Detecting the most basic quantity of electronics, electric and magnetic fields, in space and time at nanometre, femtosecond, and millivolt resolutions should help researchers discover hidden mechanisms and design advanced ultrafast electronics beyond the state-of-the-art.

Methods

The terahertz circuit is produced on a 625-μm thick, undoped, double-side polished GaAs wafer (University Wafers) by ultraviolet lithography (Smartprint, Smartforce technologies) with a 1-μm thick photoresist layer (AZ MIR 701, Merck). The design of the structure is based on a 50 Ω impedance line, and the dimensions are chosen to minimise losses27. After developing (MIF, Merck), the terahertz structure is deposited by thermal evaporation of 300 nm of gold. A 5-nm thick layer of chromium is used for adhesion. Lift-off is done by dissolving the sacrificial resist layer in acetone. The holes for the electrons are then drilled by using 1030-nm femtosecond laser pulses (Pharos, Light Conversion) focused to 10 µm diameter with an f = 500 mm lens. Drilling takes about 3 s at about 3 W average power. The chip is then contacted with the bias source with silver paste, and a 50 Ω resistor between the ground and signal is contacted with wire bonds. Supplementary Fig. 1 shows optical and scanning electron microscopy images of our circuitry.

* Recorded information:

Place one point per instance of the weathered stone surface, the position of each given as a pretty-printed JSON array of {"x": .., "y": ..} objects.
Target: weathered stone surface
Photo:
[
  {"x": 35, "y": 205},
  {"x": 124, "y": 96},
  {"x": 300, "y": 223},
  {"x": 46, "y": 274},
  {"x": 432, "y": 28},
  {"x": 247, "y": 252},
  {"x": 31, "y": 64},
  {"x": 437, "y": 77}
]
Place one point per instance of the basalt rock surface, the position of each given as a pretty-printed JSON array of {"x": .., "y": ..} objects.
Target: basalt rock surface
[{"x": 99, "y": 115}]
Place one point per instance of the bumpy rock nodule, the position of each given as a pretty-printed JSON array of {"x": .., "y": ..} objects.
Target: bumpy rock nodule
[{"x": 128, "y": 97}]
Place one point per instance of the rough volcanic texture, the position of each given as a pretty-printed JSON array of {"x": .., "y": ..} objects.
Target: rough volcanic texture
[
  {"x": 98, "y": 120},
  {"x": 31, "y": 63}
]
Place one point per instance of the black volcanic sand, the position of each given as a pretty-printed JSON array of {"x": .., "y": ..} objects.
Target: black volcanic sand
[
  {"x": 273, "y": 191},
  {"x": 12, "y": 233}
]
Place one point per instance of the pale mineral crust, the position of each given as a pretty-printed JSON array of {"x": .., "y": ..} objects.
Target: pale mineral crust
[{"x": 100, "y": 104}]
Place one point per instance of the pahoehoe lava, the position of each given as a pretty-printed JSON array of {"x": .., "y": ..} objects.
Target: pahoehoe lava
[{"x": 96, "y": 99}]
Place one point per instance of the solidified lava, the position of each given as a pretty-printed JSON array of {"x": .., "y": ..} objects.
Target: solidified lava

* Problems to work on:
A: Answer these questions from the Methods passage:
(i) How thick is the GaAs wafer used for the terahertz circuit?
(ii) How much gold is deposited by thermal evaporation?
(iii) What wavelength of femtosecond laser pulses is used to drill the holes?
B: List every company that the Methods passage names in parentheses as a source of a material or instrument.
C: In the Methods passage, rewrite the paragraph beginning "The terahertz circuit is produced" as a list of steps, keeping its main facts.
Answer from the passage above alone, not from the items.

* Results for each task:
A:
(i) 625 μm
(ii) 300 nm
(iii) 1030 nm

B:
University Wafers
Smartforce technologies
Merck
Light Conversion

C:
- Pattern the circuit on a 625-μm thick, undoped, double-side polished GaAs wafer by ultraviolet lithography with a 1-μm thick photoresist layer. The design uses a 50 Ω impedance line, with dimensions chosen to minimize losses.
- Develop the resist.
- Deposit a 5-nm chromium adhesion layer and 300 nm of gold by thermal evaporation.
- Perform lift-off by dissolving the sacrificial resist in acetone.
- Drill the electron holes with 1030-nm femtosecond laser pulses focused to 10 µm diameter by an f = 500 mm lens. This takes about 3 s at about 3 W average power.
- Contact the chip to the bias source with silver paste.
- Wire-bond a 50 Ω resistor between ground and signal.